## INSTRUCTIONS TO FOLLOW
Write out the entries below again, substituting "As an exercise" for each occurrence of "For practice". Leave everything else unchanged.

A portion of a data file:
'''
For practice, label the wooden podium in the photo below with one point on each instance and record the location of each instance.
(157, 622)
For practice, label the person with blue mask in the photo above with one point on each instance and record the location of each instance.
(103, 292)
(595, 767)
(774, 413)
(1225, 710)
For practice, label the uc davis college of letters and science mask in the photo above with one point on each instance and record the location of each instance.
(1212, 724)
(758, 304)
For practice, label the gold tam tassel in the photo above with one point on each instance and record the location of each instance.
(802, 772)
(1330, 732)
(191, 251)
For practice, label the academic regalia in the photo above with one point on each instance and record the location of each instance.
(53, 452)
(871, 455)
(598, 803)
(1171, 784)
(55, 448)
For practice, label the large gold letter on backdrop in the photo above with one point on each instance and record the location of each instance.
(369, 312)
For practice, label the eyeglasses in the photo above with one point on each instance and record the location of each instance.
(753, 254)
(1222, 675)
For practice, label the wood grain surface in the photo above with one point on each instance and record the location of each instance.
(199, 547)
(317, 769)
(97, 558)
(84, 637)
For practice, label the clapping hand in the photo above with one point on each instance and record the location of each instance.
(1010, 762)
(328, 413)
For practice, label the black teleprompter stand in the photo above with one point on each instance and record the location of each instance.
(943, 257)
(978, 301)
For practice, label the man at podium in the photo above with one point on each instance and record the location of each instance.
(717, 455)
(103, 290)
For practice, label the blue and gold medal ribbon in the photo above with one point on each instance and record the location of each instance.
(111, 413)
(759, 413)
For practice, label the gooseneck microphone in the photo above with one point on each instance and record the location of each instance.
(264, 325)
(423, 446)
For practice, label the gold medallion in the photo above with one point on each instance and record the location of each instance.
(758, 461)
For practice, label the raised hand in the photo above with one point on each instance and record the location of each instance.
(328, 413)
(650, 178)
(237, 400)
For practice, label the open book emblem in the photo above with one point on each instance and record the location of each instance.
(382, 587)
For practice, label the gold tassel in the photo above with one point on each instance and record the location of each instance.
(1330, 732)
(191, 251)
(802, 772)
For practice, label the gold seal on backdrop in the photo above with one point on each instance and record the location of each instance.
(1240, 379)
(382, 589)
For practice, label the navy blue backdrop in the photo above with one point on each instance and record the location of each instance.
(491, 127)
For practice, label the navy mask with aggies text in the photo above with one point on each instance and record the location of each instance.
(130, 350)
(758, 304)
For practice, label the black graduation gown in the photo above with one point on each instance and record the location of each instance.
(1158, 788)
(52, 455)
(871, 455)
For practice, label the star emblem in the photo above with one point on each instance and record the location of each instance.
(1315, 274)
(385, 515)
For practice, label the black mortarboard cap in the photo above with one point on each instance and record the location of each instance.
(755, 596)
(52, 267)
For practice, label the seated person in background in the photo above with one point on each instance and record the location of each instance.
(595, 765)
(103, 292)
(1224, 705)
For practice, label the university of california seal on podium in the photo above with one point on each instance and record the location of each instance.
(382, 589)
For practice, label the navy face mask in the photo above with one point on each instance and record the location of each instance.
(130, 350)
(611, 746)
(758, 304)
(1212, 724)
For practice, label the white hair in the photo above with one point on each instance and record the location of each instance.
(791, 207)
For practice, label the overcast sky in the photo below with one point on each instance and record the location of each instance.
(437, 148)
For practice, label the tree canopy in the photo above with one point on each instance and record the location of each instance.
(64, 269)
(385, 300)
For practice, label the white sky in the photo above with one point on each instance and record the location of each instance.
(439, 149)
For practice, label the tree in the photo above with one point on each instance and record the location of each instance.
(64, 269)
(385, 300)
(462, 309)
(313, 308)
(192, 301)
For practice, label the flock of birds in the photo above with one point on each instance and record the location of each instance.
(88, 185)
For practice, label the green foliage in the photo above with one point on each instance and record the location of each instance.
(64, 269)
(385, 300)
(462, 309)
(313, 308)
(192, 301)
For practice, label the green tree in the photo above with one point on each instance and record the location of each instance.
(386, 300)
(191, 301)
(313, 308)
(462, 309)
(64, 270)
'''
## RESPONSE
As an exercise, label the wooden podium in the photo below with one point on each instance and record the location of each instance.
(157, 622)
As an exercise, label the person with blue mask in the photo above with one point on each instance and record the location of each instance.
(103, 292)
(595, 767)
(774, 413)
(1225, 710)
As an exercise, label the uc davis college of letters and science mask in the photo above with one point on each instance and record the location of each instance.
(1212, 724)
(758, 304)
As an exercise, label the gold tam tassel in the photo above with one point on each instance and record the location of each instance.
(802, 772)
(1330, 732)
(191, 251)
As an exercise, label the academic regalia in the photo above with one point on each instance and record the location of each instance.
(53, 452)
(871, 455)
(598, 803)
(1171, 784)
(55, 448)
As an exercise, label the large gold letter on backdrop in the photo above with one point on each instance and record the location of each instance.
(369, 312)
As an exercise, label the eyeglasses in the photo above with one point on each instance and record the location of each instance.
(753, 254)
(1222, 675)
As an exercise, label the wood grain surface in the photo above with one point on each instance and record the location of each instance.
(199, 547)
(317, 769)
(97, 558)
(84, 637)
As an exercise, label the clapping hand in the photo above with one point on each instance and record the location of each instance.
(1010, 762)
(328, 413)
As an exercise, label the black teleprompter stand in the photo above with one point on each instance and record the location of each instance.
(943, 257)
(978, 301)
As an exercise, label the man at podium in the photo above with one point on each instance and record the location of each instance.
(717, 455)
(103, 290)
As an exercise, label the blue and gold medal ribbon in the photo above with one point on each instance and record the location of each instance.
(111, 413)
(759, 413)
As an exercise, label the gooseneck microphone in the photo above with one point on each instance and record the location of each instance.
(264, 325)
(423, 446)
As an exercise, label the gold medallion in the photo above with one point on each instance and record the location of each instance.
(758, 461)
As an exercise, label the raised hand in the photo above with one point on each instance and record the location of each instance.
(328, 413)
(650, 178)
(237, 400)
As an exercise, label the open book emblem in the photo above with one point on each instance and record the location of each instance.
(382, 587)
As an exercise, label the gold tassel in the photo above with one point on each instance and record the location of each instance.
(1330, 732)
(191, 251)
(802, 772)
As an exercise, label the gold seal on backdrop in the photo above with one point on each instance and record the location of each instance.
(1240, 379)
(382, 589)
As an exercise, label the navy blue backdrop in the photo above with one point on each instance and record the location of each instance.
(491, 127)
As an exercise, label the navy mask with aggies text in the photo above with one point on each instance and record the location of each instance.
(130, 350)
(758, 304)
As an exercise, label the black graduation gown in the photo above with one point on each instance and record the location of each instance.
(1158, 788)
(52, 455)
(871, 455)
As an exercise, label the star emblem in the photo above with one point on each instance and record the location of each instance.
(1315, 274)
(385, 515)
As an exercise, label the black mortarboard cap in the photo above with one point on each instance and record the location of each instance.
(755, 596)
(52, 267)
As an exercise, label the seated person in background in the photo above with one point on each instance and record the location of each instance.
(595, 765)
(103, 292)
(1224, 705)
As an exercise, label the university of california seal on podium in the photo above with one point on each instance and record the location of each instance.
(382, 589)
As an exercise, label the navy face mask in the photo above with one point on each instance and record the location of each instance.
(130, 350)
(611, 746)
(758, 304)
(1212, 724)
As an exercise, label the white hair in the photo above with one point on each instance and record the location of each instance.
(791, 207)
As an exercise, label the overcast sky in the photo below with one point on each instance and record the location of each instance.
(437, 148)
As an exercise, label the tree canopy in the photo above with one point on each instance and record the location of each instance.
(64, 269)
(385, 300)
As an exercise, label the white sky in the photo above with one point on each instance and record the location of each instance.
(439, 149)
As an exercise, label the tree in the photo above with one point on each instance and record the location of each instance.
(64, 269)
(385, 300)
(462, 309)
(313, 308)
(192, 301)
As an exercise, label the flock of birds in the photo above with one point on each instance and record the location of each instance.
(88, 185)
As an exercise, label the green foliage in the photo above with one point on each instance and record the location of each instance.
(64, 269)
(385, 300)
(462, 309)
(313, 308)
(192, 301)
As an exercise, label the green tree in the photo above with one point on each instance and record the location of each instance.
(386, 300)
(191, 301)
(313, 308)
(462, 309)
(64, 270)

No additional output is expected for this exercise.